──────── Raw data

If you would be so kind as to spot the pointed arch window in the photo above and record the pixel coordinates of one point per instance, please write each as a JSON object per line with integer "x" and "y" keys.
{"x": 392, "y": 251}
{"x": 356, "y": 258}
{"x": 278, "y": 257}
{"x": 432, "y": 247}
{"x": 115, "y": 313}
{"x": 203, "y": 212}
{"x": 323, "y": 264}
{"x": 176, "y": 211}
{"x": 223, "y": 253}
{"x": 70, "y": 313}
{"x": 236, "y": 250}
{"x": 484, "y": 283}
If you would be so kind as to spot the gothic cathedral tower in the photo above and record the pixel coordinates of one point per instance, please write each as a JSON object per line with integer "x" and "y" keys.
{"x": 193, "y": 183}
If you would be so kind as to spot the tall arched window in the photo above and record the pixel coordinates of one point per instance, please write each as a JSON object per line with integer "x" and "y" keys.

────────────────
──────── Raw data

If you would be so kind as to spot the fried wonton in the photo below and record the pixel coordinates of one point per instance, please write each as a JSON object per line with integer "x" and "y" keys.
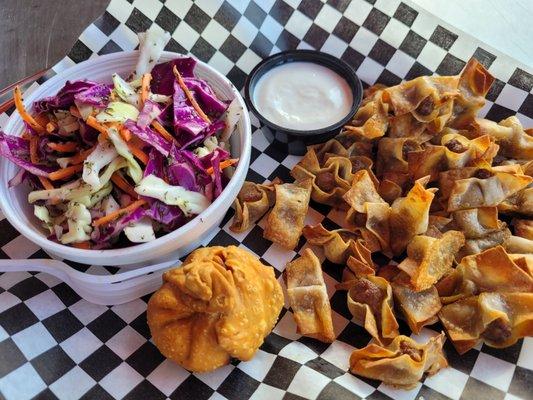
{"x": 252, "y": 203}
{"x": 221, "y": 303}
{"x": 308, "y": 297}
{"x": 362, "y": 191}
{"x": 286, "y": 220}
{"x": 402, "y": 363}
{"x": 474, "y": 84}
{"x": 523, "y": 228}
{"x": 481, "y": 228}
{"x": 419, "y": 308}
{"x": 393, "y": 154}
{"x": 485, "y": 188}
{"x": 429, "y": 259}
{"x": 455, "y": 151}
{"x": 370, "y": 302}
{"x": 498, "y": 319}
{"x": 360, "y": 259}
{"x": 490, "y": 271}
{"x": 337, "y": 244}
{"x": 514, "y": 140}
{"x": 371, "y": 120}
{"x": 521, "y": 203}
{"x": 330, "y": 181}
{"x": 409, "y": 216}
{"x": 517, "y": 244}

────────────────

(Exercise requirements) Will you return exactly the lines above from the one with "If you would be so kind as to spot the pointed" down to the one with "If you would be so kind as to spot the tall", counting both as part of the range?

(Result for this exercise)
If you would be so kind as to spot the pointed arch window in the photo above and record the pixel coordinates of one point per instance, please write each as a JSON object per line with integer "x" and "y" keys.
{"x": 392, "y": 251}
{"x": 356, "y": 258}
{"x": 278, "y": 257}
{"x": 432, "y": 247}
{"x": 115, "y": 313}
{"x": 203, "y": 212}
{"x": 323, "y": 264}
{"x": 176, "y": 211}
{"x": 223, "y": 253}
{"x": 70, "y": 313}
{"x": 236, "y": 250}
{"x": 484, "y": 283}
If you would be so kind as to spot the gothic cathedral tower in the photo above and record the pixel coordinates of one point per instance, please write each as a JSON object per line with integer "x" and "y" keys.
{"x": 193, "y": 183}
If you would be so kind as to spot the tall arched window in the photo above and record the pixel coordinates of one point per instance, please write each as a JSON object per line with integer "x" and "y" keys.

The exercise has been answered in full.